Work instruction
Here is a set of records. Copy them all exactly.

Stored records:
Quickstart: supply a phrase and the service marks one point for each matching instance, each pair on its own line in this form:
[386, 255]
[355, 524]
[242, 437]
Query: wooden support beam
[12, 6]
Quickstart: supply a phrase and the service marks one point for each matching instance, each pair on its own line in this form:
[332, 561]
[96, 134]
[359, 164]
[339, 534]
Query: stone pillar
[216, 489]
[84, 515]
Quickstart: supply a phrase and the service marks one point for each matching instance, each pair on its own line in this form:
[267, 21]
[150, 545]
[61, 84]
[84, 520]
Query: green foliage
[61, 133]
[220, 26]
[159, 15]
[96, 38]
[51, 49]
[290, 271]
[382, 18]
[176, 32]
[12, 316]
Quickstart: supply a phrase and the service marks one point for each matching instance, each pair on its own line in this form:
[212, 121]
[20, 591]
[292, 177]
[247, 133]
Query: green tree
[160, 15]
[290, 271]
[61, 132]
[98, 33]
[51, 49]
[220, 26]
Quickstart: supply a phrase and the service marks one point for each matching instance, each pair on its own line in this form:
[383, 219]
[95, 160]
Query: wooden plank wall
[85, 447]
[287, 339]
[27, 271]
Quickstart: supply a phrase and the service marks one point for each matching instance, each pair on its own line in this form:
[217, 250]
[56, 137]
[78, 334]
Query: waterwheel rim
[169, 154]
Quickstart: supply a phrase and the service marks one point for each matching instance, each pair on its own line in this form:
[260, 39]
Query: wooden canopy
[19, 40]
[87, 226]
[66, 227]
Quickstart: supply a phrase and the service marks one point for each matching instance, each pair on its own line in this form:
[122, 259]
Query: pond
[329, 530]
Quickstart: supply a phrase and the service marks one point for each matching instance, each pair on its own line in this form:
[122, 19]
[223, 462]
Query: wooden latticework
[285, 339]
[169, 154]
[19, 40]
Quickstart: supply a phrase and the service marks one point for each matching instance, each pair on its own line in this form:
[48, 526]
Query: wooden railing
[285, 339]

The answer
Quickstart: supply a phrase and the service marks one point for each matching instance, each pair on its own line in this form:
[386, 255]
[355, 524]
[242, 437]
Query: wooden support beam
[12, 6]
Quickstart: supply a phrase and the service marks one point for each matching instance, each pair on its own line in this form:
[332, 561]
[96, 134]
[359, 164]
[339, 534]
Query: stone pillar
[216, 489]
[84, 515]
Quickstart: supply a phrase and the service marks one point for each matching instance, each pair on its own line in this form:
[267, 21]
[150, 545]
[61, 84]
[84, 520]
Query: green foliage
[61, 133]
[220, 26]
[159, 15]
[96, 38]
[51, 49]
[290, 271]
[382, 18]
[176, 32]
[12, 316]
Quickstart: supply a phrase and the service marks one point for each matching instance, each pair on its own line in this form:
[212, 121]
[20, 591]
[292, 177]
[247, 133]
Query: green tree
[160, 15]
[290, 271]
[61, 132]
[98, 33]
[51, 49]
[220, 26]
Quickstart: supply a phrase and the service marks one point for each matching instance, each pair on its own line in this form:
[383, 219]
[95, 160]
Query: wooden plank wall
[85, 447]
[287, 339]
[27, 271]
Quickstart: supply a phrase and the service marks one point for each matching instance, each pair on its own line in this form:
[217, 250]
[56, 137]
[78, 334]
Query: waterwheel rim
[169, 154]
Quickstart: supply a phrase and the service marks one point for each matching instance, each pair on its own line in this form:
[260, 39]
Query: wooden canopy
[19, 40]
[87, 226]
[66, 227]
Quickstart: supply a phrase and the service marks one point for each matching instance, each pair on its own line in this form:
[122, 259]
Query: pond
[329, 530]
Quickstart: supply a phrase and the service marks one point for each matching instance, each pair on its own line in this form:
[122, 19]
[223, 462]
Query: wooden latticework
[285, 339]
[169, 154]
[19, 40]
Quickstart: supply a phrase and the service marks one point for each matching instance, each pair on its own line in this form:
[48, 526]
Query: wooden railing
[285, 339]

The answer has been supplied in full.